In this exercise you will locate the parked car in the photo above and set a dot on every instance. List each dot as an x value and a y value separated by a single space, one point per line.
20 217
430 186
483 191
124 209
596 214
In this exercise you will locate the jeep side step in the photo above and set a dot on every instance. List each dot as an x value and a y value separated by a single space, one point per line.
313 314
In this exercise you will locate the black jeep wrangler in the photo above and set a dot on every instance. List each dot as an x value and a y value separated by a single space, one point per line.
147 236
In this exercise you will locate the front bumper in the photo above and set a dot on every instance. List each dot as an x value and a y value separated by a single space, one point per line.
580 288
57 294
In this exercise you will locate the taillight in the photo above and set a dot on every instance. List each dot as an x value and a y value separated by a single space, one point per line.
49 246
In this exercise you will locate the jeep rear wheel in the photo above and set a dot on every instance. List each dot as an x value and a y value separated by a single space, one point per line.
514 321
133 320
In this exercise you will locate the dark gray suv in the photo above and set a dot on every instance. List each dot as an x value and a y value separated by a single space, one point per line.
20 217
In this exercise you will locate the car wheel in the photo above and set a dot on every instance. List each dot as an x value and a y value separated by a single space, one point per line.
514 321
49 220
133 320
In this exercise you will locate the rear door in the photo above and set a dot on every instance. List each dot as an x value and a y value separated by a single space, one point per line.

------------------------------------------------

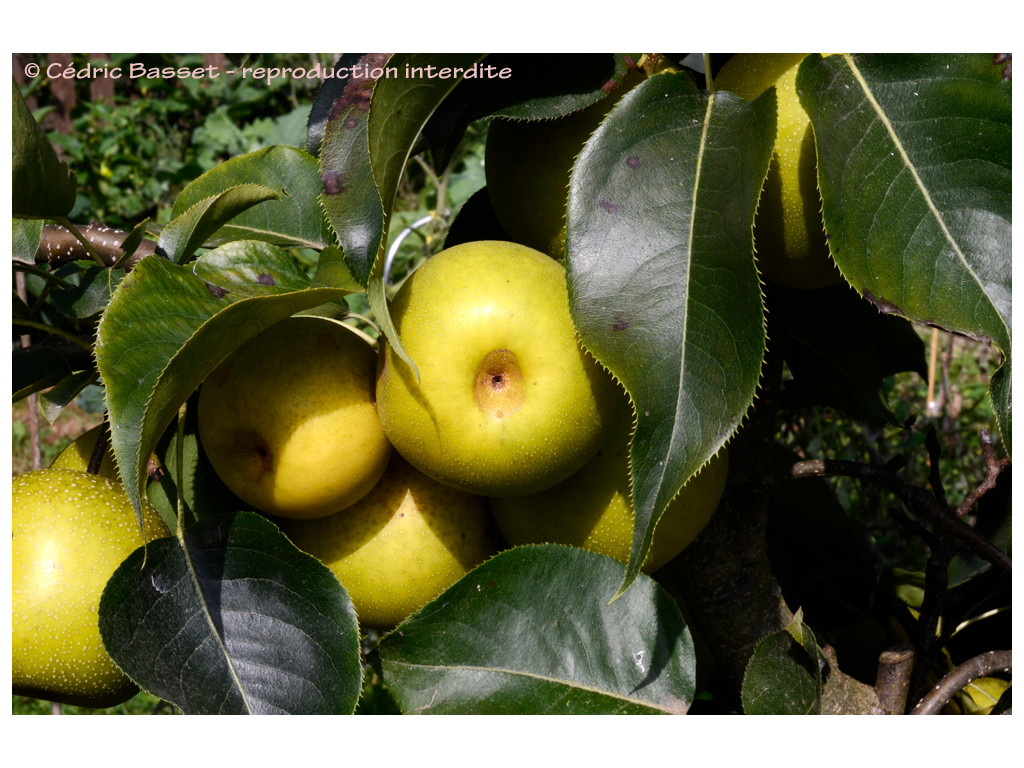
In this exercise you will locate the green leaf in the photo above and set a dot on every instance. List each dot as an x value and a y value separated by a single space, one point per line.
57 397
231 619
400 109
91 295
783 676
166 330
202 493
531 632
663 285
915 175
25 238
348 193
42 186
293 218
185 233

------------------------------------------------

Problem statement: Pick out each line in the records that contains the word "List" and copy it.

Answer to this task:
In this exercise you will locate the parked car in the photo above and set a dot on every instance. List each dot as an x value and a y value separated by a single space, one point per line.
In this exercise you will locate the jeep side step in the photo above and set a dot on every instance. List each dot as an x value and a y value separated by a single space, one point per line.
In this exercise you will locate the black jeep wrangler in the photo above and set a dot on every instance. List each dot as an x value and a y value separated by a single space, one point per line.
In this exercise you will locate the front bumper in the photo above and set a dot on every instance. List each dot as an x value and a y value separated by a single space, one point per line.
In this exercise you will locate the taillight in the photo above and set a dot on every instance. List each dot as an x value and a y value separated by a single space, one point per line.
In this exercise you will locate the jeep rear wheel in the photo above and set a dot on every instance. List each dot as an x value and a y value separated by a single space, one point per line.
In this exercise you will locate the dark gray suv in the photo above and set a dot on every instance. List each dot as an x value and a y value separated by a single space, one point per line.
In this exercise you will locate the car wheel in the photo above and set a dot on every instance. List each dot as an x value and a y value separated by a single space, one point per line.
In this exercise you will locate the rear door in the photo above and set a dot on every instance. List each dot as an x value and a y value separated by a single space, one point per line.
In this exercise you will locate the green leaf in the photo above and set a dot on every instance. List each dot as an x value and a y value separated by a single space, one point per line.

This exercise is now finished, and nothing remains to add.